— The problem —
Reproduce the stretch of data from its start through the line containing "[[418, 231]]", both ends included, multiplying every point coordinate in the answers by 2.4 and rounding to whole numbers with halves going up. Leave all other numbers and text unchanged, and leave the picture out.

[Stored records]
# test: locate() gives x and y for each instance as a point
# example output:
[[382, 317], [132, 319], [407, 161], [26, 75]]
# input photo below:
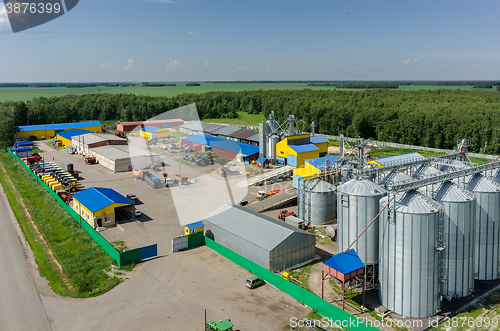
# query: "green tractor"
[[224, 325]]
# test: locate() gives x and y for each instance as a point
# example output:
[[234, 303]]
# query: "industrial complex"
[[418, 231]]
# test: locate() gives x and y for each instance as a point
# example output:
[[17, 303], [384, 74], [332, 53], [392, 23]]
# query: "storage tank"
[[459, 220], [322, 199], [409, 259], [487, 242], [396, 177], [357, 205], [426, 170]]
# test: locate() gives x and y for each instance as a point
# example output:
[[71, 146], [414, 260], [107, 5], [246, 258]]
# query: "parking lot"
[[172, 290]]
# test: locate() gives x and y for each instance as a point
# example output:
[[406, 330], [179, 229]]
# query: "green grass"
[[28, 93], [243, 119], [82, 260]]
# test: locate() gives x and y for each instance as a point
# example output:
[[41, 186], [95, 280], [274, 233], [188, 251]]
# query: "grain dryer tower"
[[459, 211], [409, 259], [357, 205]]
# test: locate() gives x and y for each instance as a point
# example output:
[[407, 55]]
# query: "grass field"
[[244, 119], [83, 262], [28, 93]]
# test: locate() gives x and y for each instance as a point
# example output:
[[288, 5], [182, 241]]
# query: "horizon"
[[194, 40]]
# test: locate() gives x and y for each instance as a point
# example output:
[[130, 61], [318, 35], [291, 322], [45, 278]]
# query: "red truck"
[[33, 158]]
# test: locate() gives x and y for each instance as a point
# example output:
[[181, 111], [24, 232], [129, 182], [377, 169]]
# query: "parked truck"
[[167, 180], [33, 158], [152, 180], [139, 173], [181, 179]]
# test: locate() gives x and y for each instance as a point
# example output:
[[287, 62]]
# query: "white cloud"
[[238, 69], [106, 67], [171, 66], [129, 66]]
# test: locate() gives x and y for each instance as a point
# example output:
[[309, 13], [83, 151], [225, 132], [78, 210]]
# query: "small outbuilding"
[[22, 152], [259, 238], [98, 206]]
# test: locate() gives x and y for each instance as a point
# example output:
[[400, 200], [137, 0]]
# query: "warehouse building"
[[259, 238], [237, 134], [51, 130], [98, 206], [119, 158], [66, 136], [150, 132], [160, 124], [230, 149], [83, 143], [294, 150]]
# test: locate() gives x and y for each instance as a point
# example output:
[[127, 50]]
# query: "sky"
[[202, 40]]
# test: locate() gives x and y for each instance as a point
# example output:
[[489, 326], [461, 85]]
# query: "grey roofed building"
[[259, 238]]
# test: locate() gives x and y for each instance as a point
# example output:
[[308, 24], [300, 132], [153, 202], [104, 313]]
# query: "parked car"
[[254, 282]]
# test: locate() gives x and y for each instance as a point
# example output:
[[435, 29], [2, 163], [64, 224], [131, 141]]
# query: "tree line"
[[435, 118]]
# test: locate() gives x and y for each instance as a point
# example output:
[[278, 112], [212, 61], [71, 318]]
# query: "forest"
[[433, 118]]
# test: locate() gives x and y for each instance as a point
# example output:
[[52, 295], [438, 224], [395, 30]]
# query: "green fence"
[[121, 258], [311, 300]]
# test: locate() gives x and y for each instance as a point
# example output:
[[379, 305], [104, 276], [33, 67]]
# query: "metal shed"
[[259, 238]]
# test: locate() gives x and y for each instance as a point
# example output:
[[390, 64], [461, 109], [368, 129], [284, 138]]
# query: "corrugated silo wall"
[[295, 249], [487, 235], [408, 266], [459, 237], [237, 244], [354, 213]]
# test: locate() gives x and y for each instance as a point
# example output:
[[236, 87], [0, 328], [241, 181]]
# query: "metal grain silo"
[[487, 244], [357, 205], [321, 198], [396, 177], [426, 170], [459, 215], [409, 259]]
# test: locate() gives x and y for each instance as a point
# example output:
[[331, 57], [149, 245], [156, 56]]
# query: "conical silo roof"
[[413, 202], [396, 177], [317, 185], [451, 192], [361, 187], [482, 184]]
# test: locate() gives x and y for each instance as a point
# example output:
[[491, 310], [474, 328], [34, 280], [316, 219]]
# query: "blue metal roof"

— Reply to the exercise —
# test: locate() gives x and y for each instance as a point
# example output:
[[382, 317], [132, 319], [407, 161], [26, 75]]
# input photo below:
# query: "green tractor"
[[538, 780]]
# test: locate() gives x and y for each instance as a point
# example output:
[[234, 303]]
# query: "industrial complex"
[[1003, 554]]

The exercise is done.